▶ [Aim of the exercise]: Copy exactly the lines of the records below, and only those lines, beginning with the line that contains "x=206, y=17" and ending with the line that contains "x=320, y=102".

Source data
——————

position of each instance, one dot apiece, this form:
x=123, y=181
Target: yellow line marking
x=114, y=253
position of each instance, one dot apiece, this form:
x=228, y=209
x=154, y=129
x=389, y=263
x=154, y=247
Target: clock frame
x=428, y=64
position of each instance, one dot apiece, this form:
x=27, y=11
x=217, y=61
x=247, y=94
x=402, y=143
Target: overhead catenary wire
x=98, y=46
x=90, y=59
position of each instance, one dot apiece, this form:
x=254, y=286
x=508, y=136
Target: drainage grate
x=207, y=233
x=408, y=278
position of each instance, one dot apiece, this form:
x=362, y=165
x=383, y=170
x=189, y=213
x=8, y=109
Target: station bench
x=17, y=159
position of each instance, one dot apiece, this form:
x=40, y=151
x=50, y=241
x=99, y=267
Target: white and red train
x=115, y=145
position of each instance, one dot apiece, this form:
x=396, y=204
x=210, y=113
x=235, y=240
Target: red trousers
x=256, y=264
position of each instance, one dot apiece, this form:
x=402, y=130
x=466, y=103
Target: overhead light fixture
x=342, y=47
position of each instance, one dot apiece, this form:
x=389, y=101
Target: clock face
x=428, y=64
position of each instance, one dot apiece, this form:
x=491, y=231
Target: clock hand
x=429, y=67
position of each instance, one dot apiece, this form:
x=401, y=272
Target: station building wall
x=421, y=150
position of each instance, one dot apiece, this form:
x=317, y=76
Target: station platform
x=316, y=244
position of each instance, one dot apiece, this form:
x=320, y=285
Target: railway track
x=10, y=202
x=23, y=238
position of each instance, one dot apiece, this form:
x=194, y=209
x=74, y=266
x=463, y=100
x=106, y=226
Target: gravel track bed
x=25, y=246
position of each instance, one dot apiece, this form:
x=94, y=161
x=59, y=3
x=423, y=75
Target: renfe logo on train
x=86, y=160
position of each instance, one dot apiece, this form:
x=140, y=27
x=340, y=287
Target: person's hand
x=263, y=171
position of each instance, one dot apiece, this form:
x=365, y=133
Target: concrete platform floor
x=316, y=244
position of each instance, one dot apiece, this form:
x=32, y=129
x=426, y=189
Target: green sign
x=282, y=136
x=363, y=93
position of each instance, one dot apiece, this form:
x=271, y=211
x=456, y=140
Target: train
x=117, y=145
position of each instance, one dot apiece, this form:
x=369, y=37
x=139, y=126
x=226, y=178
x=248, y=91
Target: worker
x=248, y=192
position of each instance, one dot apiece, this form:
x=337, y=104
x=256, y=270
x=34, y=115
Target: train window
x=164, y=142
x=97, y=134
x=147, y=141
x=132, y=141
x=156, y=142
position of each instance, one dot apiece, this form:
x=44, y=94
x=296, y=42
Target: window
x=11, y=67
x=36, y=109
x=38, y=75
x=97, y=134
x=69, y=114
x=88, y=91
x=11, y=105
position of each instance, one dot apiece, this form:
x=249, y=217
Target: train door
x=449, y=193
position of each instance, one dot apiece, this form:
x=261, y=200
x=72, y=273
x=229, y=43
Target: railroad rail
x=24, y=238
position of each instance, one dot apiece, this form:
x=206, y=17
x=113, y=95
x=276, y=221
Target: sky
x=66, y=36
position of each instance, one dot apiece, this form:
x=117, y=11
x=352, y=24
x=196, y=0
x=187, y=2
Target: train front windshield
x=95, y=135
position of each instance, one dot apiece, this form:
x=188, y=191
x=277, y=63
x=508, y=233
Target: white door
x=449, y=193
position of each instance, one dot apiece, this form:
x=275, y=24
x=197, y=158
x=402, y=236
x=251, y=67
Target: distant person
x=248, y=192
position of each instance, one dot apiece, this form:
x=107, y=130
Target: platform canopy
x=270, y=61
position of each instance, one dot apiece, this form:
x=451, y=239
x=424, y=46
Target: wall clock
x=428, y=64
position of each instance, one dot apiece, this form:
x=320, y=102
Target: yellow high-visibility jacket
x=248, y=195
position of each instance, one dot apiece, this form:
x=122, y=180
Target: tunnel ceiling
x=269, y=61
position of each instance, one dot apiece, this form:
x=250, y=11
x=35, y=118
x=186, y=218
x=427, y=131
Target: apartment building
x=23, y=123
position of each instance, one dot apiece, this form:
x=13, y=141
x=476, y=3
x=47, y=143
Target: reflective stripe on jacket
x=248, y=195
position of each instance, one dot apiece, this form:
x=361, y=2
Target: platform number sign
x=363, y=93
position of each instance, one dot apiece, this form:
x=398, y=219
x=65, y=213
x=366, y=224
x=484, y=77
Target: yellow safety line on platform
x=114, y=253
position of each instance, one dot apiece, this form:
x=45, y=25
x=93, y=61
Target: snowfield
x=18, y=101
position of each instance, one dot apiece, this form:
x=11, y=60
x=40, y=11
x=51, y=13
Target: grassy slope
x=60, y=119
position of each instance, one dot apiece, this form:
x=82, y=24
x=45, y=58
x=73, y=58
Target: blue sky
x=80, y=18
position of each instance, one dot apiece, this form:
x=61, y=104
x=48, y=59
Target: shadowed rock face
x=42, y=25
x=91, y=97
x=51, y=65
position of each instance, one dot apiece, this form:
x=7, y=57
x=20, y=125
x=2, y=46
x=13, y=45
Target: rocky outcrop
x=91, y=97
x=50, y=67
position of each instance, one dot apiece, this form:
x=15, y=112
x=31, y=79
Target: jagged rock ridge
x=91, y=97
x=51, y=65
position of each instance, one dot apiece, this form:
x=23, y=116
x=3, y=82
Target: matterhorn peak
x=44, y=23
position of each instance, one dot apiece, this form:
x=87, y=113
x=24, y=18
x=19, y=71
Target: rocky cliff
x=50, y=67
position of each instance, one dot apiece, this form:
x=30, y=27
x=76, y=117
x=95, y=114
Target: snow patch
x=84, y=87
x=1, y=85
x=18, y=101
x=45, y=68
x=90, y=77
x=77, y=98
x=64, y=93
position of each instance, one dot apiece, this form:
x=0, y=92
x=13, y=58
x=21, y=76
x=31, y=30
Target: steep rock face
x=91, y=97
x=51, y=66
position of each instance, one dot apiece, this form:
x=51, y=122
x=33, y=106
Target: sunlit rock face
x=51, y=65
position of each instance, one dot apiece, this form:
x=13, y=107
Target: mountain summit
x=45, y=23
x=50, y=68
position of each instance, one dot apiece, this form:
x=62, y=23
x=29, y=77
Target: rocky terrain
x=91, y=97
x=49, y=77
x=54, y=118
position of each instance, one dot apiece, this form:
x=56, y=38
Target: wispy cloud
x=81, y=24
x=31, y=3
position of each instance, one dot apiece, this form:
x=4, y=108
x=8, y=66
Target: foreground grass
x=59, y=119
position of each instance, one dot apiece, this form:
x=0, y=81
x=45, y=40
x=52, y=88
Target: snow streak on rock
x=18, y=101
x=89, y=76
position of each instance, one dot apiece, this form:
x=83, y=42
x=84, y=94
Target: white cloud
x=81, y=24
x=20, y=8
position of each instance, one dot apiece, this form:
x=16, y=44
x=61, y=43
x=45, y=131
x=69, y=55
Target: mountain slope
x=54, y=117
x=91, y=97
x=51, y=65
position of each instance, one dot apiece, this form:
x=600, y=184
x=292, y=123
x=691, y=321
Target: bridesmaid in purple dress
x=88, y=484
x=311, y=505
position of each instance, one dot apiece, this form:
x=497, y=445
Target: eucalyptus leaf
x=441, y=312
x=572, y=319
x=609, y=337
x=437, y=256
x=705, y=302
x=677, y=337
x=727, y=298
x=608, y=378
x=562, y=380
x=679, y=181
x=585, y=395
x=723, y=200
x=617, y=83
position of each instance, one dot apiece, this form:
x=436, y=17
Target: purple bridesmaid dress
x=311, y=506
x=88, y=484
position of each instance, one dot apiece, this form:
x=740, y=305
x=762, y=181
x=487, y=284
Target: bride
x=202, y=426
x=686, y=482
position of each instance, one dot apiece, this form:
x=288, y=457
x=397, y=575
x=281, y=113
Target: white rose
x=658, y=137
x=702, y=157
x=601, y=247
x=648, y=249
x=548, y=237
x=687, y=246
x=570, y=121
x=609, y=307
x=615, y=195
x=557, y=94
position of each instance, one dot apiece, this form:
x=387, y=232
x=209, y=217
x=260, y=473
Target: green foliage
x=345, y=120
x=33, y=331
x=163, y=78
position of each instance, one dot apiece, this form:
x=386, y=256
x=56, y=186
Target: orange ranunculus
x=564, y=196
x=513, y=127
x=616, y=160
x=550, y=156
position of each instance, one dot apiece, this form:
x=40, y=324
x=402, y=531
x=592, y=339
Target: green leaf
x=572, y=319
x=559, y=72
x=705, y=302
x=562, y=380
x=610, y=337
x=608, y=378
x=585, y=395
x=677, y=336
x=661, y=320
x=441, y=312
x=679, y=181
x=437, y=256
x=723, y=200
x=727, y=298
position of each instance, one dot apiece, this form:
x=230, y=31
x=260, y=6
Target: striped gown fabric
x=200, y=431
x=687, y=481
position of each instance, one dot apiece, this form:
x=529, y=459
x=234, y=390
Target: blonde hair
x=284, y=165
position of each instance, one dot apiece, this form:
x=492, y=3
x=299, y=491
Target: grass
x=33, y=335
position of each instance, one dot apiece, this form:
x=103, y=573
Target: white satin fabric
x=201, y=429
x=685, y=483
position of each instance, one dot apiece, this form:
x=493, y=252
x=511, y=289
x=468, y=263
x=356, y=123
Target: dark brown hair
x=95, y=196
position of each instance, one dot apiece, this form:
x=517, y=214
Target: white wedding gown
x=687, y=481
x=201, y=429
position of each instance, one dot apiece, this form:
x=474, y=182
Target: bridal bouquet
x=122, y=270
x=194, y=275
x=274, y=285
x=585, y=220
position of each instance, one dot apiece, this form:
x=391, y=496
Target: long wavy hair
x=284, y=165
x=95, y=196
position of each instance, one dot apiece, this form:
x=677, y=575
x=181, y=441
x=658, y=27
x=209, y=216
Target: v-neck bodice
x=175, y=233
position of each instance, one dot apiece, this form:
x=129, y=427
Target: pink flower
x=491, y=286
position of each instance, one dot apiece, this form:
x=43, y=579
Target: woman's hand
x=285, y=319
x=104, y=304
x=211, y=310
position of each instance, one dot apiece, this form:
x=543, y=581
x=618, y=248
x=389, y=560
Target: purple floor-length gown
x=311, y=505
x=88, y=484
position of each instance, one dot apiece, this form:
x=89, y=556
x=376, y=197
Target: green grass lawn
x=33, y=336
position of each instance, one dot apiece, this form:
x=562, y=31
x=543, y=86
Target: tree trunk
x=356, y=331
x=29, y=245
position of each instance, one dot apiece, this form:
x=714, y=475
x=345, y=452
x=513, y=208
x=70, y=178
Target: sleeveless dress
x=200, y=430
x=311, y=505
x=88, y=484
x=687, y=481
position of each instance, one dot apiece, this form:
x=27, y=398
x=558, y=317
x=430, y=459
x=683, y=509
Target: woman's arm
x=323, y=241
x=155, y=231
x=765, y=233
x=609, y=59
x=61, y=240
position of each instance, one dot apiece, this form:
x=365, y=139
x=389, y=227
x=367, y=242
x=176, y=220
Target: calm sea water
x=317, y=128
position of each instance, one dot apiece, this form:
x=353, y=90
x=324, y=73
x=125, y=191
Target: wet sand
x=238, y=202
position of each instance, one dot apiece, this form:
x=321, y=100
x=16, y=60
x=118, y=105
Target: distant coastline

——————

▶ [Response]:
x=206, y=17
x=113, y=95
x=276, y=221
Target: sky
x=66, y=36
position of each instance, one dot apiece, this form:
x=117, y=11
x=352, y=24
x=196, y=0
x=187, y=2
Target: train front windshield
x=95, y=135
position of each instance, one dot apiece, this form:
x=188, y=191
x=277, y=63
x=508, y=233
Target: white door
x=449, y=193
position of each instance, one dot apiece, this form:
x=275, y=24
x=197, y=158
x=402, y=236
x=251, y=67
Target: distant person
x=248, y=192
position of each instance, one dot apiece, this form:
x=107, y=130
Target: platform canopy
x=270, y=61
position of each instance, one dot apiece, this form:
x=451, y=239
x=424, y=46
Target: wall clock
x=428, y=64
position of each instance, one dot apiece, this form:
x=320, y=102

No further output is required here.